What needs to be done
Write out each line word for word. Drop pictures.

Collection entries

────────────────────

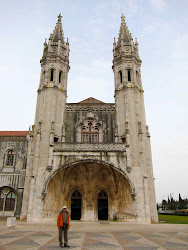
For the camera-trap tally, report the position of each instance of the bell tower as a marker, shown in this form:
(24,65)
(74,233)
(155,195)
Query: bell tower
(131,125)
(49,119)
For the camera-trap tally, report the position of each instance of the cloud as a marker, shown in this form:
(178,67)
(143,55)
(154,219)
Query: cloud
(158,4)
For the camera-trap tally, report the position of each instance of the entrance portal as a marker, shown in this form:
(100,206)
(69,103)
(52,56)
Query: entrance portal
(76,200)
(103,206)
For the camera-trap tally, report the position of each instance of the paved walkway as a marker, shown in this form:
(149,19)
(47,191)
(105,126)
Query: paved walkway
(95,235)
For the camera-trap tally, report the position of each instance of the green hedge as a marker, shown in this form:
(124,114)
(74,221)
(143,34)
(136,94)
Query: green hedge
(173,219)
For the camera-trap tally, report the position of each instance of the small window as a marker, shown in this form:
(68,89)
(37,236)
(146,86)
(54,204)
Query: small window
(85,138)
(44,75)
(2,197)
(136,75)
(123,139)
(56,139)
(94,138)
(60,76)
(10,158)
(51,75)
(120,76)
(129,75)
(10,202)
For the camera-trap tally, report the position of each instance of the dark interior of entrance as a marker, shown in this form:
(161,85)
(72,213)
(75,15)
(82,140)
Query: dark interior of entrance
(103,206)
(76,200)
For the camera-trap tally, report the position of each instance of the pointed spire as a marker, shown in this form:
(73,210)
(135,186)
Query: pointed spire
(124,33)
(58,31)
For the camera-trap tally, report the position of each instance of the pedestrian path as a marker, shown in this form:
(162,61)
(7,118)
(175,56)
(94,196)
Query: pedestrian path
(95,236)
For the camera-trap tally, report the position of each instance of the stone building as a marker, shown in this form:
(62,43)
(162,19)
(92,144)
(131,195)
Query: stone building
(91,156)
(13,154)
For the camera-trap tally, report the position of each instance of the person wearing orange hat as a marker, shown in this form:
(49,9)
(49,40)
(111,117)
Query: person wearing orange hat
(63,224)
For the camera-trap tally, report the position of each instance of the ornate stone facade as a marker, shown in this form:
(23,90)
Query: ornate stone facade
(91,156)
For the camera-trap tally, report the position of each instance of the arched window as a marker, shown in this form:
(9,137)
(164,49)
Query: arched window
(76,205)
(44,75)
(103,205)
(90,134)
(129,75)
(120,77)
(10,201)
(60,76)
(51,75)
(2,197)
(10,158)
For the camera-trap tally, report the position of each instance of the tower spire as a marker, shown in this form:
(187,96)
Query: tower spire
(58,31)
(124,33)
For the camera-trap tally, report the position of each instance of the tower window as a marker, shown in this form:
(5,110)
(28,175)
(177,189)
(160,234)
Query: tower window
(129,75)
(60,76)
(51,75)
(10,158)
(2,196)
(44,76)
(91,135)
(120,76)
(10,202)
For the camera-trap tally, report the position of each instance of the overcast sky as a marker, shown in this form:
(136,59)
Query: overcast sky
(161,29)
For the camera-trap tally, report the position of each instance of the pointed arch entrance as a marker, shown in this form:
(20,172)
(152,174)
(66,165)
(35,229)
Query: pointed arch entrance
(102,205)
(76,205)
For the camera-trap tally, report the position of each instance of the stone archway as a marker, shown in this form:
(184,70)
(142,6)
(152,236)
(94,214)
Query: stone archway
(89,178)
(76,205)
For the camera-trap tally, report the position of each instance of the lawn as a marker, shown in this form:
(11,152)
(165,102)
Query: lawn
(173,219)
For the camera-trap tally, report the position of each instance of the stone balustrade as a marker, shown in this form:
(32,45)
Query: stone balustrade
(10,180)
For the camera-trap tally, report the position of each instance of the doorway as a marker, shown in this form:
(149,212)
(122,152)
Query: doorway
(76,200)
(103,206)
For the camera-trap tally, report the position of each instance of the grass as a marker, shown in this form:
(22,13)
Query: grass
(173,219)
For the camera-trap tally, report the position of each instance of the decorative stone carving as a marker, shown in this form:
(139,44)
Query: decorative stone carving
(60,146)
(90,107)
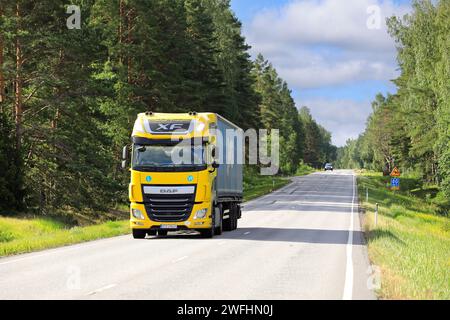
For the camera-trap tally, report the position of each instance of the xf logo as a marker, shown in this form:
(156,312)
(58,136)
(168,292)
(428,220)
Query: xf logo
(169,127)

────────────────────

Exercise output
For the camera-trap tally, report the position of each instance of the bell tower as a marker, shown in this form:
(24,65)
(74,233)
(155,195)
Query: bell tower
(131,125)
(49,119)
For the camera-trap tally, report the position of each instance of the cloud as a marker, shown in this form:
(178,67)
(143,55)
(154,219)
Query: cloud
(158,4)
For the camera-trap tally, report the position of each instance of the entrance portal as a marker, shown in this form:
(100,206)
(69,103)
(52,56)
Query: entrance portal
(76,200)
(103,206)
For the camera-trap tally, report the position of each instance of the paved walkway as a marker, shown in this form:
(149,19)
(47,191)
(105,126)
Query: paved walkway
(95,235)
For the camera-trap tally, report the position of each instance of the green hedge as a marker, shown in this form:
(124,114)
(74,221)
(143,34)
(136,94)
Query: green hedge
(173,219)
For the camera-trap tally, report the position of each instance of the small window as a marker, shown in this form:
(68,89)
(37,236)
(146,86)
(54,204)
Query: small window
(85,138)
(44,75)
(2,197)
(136,75)
(123,139)
(56,139)
(94,138)
(60,76)
(10,158)
(51,75)
(120,76)
(129,75)
(10,202)
For the camera-trap tally, report the position of each instance of the dark interior of entrance as a marker, shown in this form:
(161,85)
(72,213)
(75,15)
(82,140)
Query: dark interior of entrance
(103,206)
(76,200)
For the camera-trap tally, report the position of each instance of the pointed spire as a marker, shown in this form:
(73,210)
(135,186)
Query: pointed spire
(124,33)
(58,31)
For the camera-trap tally, report the position of each instance of the pedestrian path as a marker, shown in this form:
(162,61)
(7,118)
(175,56)
(94,196)
Query: pedestrian path
(95,236)
For the camera-trap tally, report the position of each instance of the stone building as a marker, shown in this form:
(62,43)
(162,19)
(92,144)
(131,195)
Query: stone building
(91,156)
(13,154)
For the camera-trap tally, report the position of each instance of the person wearing orange hat as a marker, shown in this form:
(49,9)
(49,40)
(111,117)
Query: person wearing orange hat
(63,224)
For the camera-trap tally, report the position of each instance of the ornate stone facade as a marker, shown in this form:
(23,90)
Query: ornate stone facade
(91,156)
For the camera-trap tally, report the position of each instance of the arched window as a marker, shown in this form:
(9,137)
(164,49)
Query: arched window
(76,205)
(44,75)
(103,205)
(90,134)
(129,75)
(120,77)
(10,201)
(60,76)
(51,75)
(2,197)
(10,158)
For the camera-trap tally, report the position of each instance of the tower spire as a marker, shown in this form:
(187,96)
Query: tower spire
(58,31)
(124,33)
For the camera-trap tally, report the position of each instance of the tower window as a marker, shown in this form:
(5,110)
(28,175)
(177,189)
(160,234)
Query: tower window
(129,75)
(60,76)
(51,75)
(10,158)
(2,196)
(44,76)
(91,135)
(120,76)
(10,202)
For the camera-trap tally, report the position of each instance of the overcast sky as a marker, shown in this form:
(136,59)
Query: overcast sky
(161,29)
For the camera-trap tally, report the position of each instance of the pointed arch entrance as a marker, shown in this form:
(20,172)
(152,174)
(66,165)
(35,229)
Query: pointed arch entrance
(102,205)
(76,205)
For the camera-trap tally, report the position of each instance of the stone archway as a marker, shown in this form:
(184,70)
(142,6)
(152,236)
(94,214)
Query: stone archway
(89,178)
(76,205)
For the camera-trap tally, report the position of each instance of the lawn as a marker, shown in this form:
(11,152)
(165,102)
Query: lawn
(173,219)
For the camera-trap tally, report the position of each instance of the stone balustrade as a marker, shown in this form:
(32,45)
Query: stone balustrade
(10,180)
For the camera-trap tally, report the position of each instance of the doorway as a marker, shown in this form:
(149,212)
(122,152)
Query: doorway
(76,200)
(103,206)
For the camera-trap tally, report the position of each instance of the grass as a marker, shown in this form:
(22,13)
Query: grass
(173,219)
For the camera-trap tally, report the position of each instance of the decorative stone carving as a marker, shown in this form:
(139,44)
Query: decorative stone carving
(60,146)
(90,107)
For the camera-trap tally, report the position of each instance of the xf logo as a marker, shown in this form:
(156,312)
(58,136)
(168,292)
(428,220)
Query: xf logo
(169,127)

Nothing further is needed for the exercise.